### REQUEST:
Select and copy every line of the material below that contains the string "lamp". Uppercase and lowercase letters are to be treated as distinct.
## start
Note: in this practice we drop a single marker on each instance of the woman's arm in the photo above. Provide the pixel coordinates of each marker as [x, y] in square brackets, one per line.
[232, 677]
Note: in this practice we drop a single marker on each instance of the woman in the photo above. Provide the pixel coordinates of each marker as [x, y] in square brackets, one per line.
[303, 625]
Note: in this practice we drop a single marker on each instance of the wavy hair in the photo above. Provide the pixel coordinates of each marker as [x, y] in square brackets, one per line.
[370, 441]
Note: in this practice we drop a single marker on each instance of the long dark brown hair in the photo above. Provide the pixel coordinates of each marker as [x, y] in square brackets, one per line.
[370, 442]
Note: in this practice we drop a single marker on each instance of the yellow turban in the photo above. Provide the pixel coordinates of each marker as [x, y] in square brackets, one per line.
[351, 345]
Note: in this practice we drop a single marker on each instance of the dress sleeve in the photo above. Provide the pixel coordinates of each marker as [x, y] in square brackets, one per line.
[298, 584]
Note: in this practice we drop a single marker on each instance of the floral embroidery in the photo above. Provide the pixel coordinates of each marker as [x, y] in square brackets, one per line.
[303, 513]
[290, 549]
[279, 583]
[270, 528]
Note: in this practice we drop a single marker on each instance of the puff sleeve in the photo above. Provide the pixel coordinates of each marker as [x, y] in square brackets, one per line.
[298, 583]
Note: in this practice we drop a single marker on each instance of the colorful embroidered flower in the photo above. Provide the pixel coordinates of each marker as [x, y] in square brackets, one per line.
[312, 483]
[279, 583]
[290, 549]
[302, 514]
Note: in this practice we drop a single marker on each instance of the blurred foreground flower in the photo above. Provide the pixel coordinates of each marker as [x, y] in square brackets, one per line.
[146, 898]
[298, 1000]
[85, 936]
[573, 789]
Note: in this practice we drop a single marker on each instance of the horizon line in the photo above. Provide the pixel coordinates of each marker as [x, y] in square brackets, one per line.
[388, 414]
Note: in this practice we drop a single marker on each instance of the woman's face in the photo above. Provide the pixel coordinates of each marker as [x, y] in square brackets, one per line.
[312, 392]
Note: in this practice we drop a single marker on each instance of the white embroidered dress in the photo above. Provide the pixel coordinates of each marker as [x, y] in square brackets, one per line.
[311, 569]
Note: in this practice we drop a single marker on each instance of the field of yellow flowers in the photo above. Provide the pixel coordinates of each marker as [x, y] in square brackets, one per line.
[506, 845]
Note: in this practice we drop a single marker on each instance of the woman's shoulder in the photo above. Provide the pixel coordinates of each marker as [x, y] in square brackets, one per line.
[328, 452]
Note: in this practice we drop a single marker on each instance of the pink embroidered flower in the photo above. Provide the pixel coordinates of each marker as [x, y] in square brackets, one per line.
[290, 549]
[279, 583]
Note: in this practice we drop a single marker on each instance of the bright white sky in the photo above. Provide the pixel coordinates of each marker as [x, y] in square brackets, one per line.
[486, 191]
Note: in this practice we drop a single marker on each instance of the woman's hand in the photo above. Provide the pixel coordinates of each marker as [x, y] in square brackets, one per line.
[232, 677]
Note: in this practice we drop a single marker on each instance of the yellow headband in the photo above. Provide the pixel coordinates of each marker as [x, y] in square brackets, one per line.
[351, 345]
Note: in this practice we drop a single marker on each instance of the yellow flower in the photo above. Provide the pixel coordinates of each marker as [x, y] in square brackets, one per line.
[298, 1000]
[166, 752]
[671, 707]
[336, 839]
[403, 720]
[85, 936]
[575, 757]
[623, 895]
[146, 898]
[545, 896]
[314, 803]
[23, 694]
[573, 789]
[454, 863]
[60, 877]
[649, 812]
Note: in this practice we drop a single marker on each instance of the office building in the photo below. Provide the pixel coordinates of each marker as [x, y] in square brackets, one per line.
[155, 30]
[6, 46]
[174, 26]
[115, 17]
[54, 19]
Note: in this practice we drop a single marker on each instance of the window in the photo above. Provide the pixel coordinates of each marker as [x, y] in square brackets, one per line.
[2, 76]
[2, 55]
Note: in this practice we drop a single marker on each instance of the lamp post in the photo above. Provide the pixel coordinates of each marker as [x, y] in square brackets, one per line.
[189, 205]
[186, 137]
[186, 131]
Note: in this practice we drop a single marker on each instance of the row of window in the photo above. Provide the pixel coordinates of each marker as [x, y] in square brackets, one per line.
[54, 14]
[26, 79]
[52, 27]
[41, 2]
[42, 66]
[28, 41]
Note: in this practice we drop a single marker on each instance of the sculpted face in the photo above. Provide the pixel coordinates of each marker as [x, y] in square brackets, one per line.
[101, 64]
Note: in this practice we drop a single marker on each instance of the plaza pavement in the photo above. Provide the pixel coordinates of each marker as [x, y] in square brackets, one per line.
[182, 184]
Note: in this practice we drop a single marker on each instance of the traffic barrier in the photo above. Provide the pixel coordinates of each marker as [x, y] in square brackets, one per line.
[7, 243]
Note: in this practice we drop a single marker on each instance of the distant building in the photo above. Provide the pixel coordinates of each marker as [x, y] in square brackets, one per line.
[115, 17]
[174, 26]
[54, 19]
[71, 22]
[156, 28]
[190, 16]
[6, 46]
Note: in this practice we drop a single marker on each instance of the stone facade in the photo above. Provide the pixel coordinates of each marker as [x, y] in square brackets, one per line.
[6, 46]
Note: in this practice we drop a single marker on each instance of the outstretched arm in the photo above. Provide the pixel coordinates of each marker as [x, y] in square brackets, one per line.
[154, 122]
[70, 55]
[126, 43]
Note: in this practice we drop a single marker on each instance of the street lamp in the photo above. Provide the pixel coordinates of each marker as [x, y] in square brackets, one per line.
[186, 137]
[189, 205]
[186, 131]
## end
## start
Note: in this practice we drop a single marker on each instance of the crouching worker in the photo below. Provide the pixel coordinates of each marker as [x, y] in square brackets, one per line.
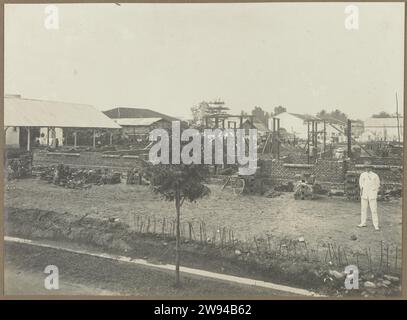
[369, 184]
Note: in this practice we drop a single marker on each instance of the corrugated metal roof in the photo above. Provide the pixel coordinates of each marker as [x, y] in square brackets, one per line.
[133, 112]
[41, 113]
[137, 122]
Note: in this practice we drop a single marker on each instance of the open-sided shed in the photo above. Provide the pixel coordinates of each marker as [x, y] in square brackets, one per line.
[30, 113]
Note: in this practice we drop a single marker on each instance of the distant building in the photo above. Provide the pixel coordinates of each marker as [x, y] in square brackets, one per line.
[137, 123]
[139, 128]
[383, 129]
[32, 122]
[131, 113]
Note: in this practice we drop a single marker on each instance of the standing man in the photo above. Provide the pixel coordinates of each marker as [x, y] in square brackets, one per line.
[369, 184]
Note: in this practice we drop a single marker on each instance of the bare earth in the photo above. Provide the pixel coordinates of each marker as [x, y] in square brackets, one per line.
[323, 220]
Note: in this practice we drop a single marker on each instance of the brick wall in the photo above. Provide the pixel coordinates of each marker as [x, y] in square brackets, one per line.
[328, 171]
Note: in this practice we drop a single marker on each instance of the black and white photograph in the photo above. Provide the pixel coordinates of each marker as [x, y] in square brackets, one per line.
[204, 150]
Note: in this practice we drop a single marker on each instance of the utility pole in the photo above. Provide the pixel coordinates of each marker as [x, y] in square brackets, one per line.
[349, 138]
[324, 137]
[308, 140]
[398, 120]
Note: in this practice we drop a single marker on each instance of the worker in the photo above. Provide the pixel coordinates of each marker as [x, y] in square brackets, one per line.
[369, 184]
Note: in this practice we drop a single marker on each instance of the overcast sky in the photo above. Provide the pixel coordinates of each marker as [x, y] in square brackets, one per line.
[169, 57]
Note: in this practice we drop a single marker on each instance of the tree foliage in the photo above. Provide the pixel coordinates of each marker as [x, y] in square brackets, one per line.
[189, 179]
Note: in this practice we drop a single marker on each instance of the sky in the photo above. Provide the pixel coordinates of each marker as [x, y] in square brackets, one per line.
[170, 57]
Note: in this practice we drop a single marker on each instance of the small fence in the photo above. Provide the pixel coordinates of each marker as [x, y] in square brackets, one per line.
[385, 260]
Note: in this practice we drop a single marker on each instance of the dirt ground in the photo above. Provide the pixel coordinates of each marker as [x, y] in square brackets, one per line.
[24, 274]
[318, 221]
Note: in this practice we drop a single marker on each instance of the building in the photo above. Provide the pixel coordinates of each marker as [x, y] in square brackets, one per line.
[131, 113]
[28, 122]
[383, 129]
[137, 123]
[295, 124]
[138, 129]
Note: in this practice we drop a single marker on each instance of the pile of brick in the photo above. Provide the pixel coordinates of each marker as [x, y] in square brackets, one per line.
## end
## start
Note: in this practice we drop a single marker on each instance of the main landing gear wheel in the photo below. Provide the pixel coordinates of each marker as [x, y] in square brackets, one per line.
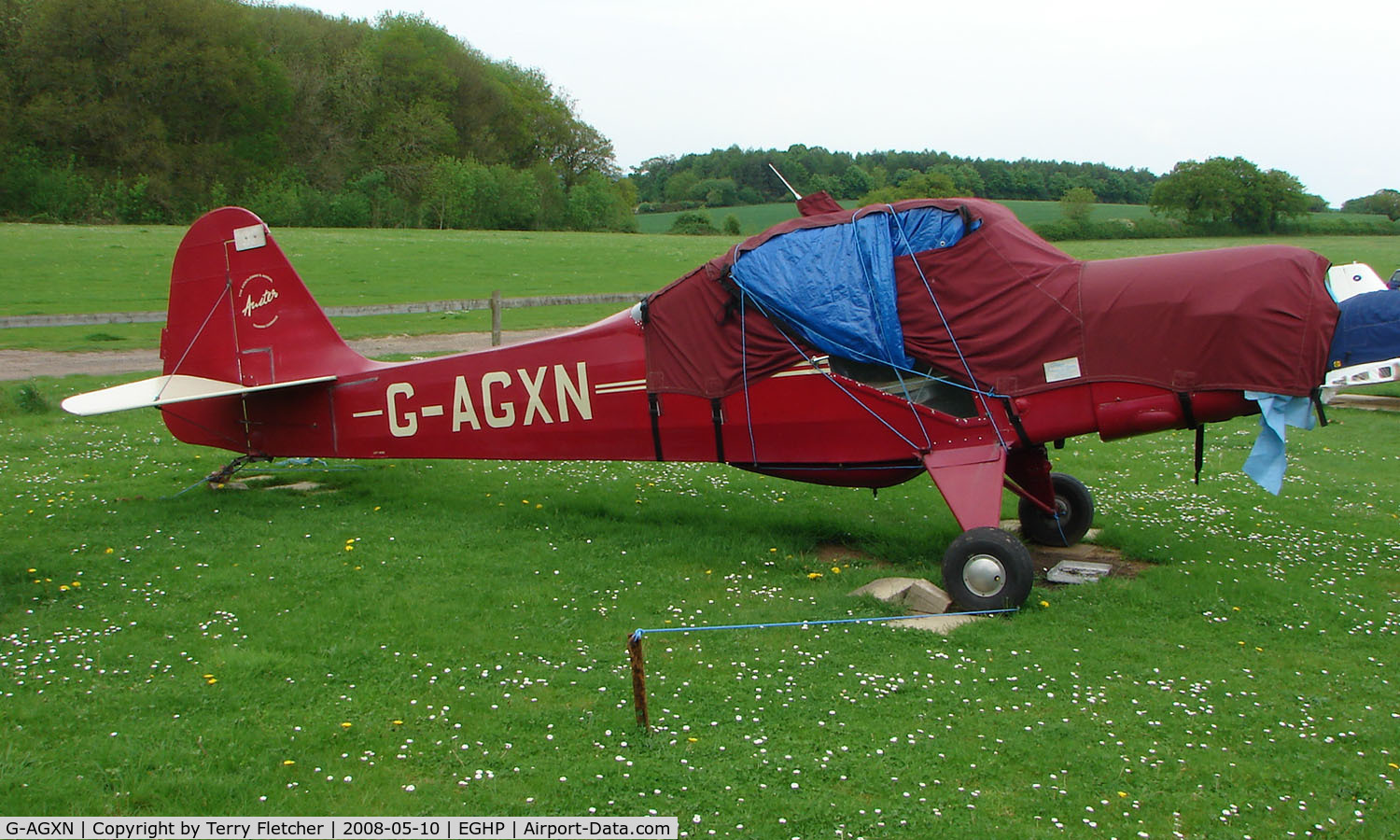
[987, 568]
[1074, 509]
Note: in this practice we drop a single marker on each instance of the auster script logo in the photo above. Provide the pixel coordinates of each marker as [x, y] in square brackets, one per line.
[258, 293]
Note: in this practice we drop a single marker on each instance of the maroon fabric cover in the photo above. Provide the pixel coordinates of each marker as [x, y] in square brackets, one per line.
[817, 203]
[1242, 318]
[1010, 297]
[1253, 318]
## end
### ANSWER:
Note: in this practice we drop a single marker on each instance of the lamp post in the photo above. Provide the pixel coordinates of each marker as [x, y] in square brackets, one per line.
Note: in this practice we drop a single marker on each instance of the street lamp in the photo above. Provide the pixel coordinates of each marker as [x, y] in square brackets, one per line.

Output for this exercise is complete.